Work to be completed –
Below are some records. Print all of them exactly as they appear.

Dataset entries
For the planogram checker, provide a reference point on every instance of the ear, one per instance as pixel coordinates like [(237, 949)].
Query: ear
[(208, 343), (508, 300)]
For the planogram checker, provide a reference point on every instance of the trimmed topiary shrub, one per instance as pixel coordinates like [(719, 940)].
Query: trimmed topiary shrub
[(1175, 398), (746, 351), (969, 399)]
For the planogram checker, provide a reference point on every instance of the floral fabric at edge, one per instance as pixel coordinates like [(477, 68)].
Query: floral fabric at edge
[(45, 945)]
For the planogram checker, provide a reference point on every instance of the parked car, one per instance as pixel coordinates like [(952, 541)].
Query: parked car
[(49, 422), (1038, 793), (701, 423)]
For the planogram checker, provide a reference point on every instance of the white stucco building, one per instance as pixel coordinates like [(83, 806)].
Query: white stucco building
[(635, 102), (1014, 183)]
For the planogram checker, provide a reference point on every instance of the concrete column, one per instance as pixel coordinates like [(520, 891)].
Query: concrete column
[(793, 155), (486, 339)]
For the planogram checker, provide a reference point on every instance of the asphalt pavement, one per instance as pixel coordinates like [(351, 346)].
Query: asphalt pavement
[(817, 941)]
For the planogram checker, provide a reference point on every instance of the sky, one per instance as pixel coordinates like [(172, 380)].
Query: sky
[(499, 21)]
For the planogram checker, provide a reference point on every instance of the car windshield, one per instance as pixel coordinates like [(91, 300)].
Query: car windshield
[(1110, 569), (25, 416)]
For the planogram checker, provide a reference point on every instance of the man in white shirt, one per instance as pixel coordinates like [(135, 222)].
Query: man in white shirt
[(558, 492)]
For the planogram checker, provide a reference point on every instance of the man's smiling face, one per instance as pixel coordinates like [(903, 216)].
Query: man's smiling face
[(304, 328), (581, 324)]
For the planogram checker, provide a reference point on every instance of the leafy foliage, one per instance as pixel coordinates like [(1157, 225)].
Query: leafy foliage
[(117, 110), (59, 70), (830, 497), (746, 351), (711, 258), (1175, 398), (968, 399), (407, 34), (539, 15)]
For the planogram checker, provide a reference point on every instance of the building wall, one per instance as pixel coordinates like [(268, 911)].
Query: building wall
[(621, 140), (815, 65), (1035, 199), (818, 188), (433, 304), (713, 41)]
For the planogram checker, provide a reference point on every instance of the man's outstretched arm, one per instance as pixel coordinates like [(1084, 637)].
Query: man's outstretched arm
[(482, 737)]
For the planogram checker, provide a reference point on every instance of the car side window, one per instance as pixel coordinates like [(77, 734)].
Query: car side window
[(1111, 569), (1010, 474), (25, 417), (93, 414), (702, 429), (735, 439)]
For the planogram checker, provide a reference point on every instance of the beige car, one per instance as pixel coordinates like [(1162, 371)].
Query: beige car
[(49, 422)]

Expected output –
For the planogram checker, provide a reference point on every instance of the ear, one per instance as pixel coordinates like [(237, 949)].
Query: ear
[(208, 343), (508, 300)]
For the planogram checker, provide a reference point on every instance of the trimmed topiary shrub, one per instance as pixel coordinates like [(719, 940)].
Query: trimmed topiary shrub
[(1175, 398), (746, 351), (969, 399)]
For the planogram checker, provide a reference point on every instance of the floral fabric at edge, one per instance as pixel coordinates like [(477, 68)].
Query: floral fabric at edge
[(45, 945)]
For the planogram checker, provide a reference point on every instance of the parked car, one per instance as pixel coordinates like [(952, 541)].
Query: parked car
[(49, 422), (1038, 793), (701, 423)]
For the planogram checker, provide a reference point on every instance of the white stucco building, one per instance as pixel coordinates like [(83, 806)].
Query: white stucco building
[(635, 102), (1014, 183)]
For the planogram checker, provide a reference point on every instance of the concrete column, one per instance as pixel coordinates like [(520, 891)].
Query: concrete column
[(793, 155), (486, 339)]
For the planogram checker, provide a reference point on every instance of the asphalt pavement, one per instance as pixel coordinates like [(351, 346)].
Query: asphalt pavement
[(817, 941)]
For the planogram checker, provide a reference point on every instance of the sky, one per instance as pixel coordinates like [(172, 380)].
Query: sky
[(499, 21)]
For the planogram checker, provide a reference point on every instance of the car windshield, one per instance as pixel coordinates like [(91, 300)].
Query: car windshield
[(1110, 569), (25, 416)]
For the planogram checker, provide a reference point on every instance of the man in white shirt, one per instance as pixel coordinates like [(135, 222)].
Query: man in white shirt
[(558, 492)]
For the planogram checker, provide a reference point on every instance of the man's smiling face, one per instance as pixel coordinates like [(903, 216)].
Query: man's smiling face
[(304, 328), (581, 324)]
For the planogram checker, provide a reference point on every instance of the leafy foliage, one per instance as pixel coordinates like [(1157, 225)].
Query: leafy foliage
[(117, 110), (59, 70), (830, 497), (746, 351), (711, 258), (1175, 398), (968, 399), (407, 34), (539, 15)]
For the planogram checker, provide a reference point on every instance of the building wall, one per instance as pixel coordinates like [(268, 911)].
Query: building wall
[(621, 140), (815, 65), (1035, 199), (818, 188), (433, 304), (713, 41)]
For the planogram checker, provide a reference point on every instance of the man's outstretched arm, one per instance as pixel coordinates like [(1084, 637)].
Query: man's outstretched arm
[(482, 737)]
For the planogram checker, provide a reference point on every instance of the car side window, one per instance as pixel coordinates like [(77, 734)].
Query: car side window
[(1111, 569), (1010, 474), (25, 417), (93, 414), (702, 429), (735, 439)]
For the planogram checker, provide a reference point on every instance of the beige car, one per instance as pixel coordinates like [(1162, 371)].
Query: beige car
[(49, 422)]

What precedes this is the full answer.